How many lines in the records below contain the string "pillow"? Answer with the number alone.

*** Opening of EXCERPTED RECORDS ***

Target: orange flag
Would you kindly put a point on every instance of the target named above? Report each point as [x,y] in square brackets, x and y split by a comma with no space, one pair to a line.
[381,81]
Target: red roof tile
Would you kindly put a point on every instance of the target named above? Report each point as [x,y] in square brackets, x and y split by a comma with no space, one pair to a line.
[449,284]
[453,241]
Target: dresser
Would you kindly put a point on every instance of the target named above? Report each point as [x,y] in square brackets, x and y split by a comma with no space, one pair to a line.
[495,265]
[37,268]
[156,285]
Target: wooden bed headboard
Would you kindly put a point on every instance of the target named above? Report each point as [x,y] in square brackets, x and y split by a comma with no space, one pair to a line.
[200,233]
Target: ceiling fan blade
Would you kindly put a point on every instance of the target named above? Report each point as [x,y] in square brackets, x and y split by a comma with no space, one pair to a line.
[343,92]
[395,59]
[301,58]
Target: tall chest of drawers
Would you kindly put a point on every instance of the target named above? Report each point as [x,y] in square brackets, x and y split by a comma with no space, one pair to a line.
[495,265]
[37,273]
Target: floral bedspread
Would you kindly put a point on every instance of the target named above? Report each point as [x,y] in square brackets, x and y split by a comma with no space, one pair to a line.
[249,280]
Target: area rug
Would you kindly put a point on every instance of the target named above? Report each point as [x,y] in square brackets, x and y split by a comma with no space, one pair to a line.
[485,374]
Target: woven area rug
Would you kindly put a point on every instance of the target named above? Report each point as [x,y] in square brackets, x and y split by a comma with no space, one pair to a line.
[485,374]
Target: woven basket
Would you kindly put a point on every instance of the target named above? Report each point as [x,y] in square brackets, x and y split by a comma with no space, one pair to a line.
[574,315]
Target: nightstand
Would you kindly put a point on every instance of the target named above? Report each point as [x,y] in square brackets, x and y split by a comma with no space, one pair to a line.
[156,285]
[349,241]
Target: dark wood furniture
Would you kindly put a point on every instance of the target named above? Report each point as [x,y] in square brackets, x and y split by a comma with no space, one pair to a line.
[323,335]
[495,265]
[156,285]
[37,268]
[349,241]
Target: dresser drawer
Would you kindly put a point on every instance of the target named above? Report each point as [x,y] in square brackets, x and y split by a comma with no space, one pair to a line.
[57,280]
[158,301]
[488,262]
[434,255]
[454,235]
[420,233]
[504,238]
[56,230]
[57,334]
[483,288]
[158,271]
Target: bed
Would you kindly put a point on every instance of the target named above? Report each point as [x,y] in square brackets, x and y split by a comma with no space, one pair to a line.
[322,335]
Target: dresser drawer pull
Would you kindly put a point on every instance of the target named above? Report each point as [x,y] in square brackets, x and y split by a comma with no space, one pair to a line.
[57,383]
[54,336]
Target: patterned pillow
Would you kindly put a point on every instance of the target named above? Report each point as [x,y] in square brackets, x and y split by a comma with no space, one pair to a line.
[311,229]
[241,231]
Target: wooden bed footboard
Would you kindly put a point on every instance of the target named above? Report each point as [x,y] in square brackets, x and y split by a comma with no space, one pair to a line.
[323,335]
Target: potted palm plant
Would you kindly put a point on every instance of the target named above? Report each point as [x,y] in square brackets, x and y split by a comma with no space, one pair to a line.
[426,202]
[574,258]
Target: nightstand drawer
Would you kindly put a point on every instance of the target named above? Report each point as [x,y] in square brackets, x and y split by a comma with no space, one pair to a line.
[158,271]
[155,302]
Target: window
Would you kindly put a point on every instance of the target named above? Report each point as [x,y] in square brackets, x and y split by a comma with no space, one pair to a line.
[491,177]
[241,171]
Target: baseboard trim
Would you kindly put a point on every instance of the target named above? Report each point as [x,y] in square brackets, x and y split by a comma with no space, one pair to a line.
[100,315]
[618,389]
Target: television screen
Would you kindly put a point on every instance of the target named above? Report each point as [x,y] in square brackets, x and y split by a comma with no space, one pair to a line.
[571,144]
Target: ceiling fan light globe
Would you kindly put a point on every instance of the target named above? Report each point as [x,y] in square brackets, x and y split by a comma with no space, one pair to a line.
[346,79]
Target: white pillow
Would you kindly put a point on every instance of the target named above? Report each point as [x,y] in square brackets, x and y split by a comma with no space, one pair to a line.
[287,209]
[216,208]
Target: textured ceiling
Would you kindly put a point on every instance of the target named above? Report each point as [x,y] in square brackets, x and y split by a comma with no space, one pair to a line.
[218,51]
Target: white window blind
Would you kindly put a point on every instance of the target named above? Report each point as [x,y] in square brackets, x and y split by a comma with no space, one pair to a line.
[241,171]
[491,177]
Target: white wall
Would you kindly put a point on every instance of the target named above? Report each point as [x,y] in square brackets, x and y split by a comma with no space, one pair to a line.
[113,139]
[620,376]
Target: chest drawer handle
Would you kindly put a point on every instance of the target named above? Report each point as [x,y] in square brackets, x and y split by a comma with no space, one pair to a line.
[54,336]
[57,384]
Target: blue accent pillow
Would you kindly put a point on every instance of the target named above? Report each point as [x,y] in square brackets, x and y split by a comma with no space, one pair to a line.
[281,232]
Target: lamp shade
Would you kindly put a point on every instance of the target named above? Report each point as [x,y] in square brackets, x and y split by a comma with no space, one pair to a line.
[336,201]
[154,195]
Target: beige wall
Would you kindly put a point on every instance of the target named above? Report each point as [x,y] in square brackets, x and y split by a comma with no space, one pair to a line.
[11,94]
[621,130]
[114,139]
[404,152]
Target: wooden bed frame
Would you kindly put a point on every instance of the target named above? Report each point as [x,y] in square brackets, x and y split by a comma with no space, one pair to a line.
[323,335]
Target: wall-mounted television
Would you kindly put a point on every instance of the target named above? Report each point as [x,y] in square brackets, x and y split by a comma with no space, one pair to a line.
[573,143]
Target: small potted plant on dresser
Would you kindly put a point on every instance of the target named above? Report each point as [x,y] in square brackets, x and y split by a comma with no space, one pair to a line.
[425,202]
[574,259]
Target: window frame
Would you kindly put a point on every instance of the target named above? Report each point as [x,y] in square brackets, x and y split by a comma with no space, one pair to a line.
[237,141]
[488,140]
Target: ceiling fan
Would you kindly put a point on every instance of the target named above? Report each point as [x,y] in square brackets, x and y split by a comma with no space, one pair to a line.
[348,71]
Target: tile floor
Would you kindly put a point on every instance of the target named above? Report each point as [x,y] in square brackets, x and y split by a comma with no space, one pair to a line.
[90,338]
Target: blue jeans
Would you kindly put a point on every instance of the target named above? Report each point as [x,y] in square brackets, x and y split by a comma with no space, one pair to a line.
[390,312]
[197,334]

*** Close of EXCERPTED RECORDS ***

# [SOLUTION FOR THIS EXERCISE]
3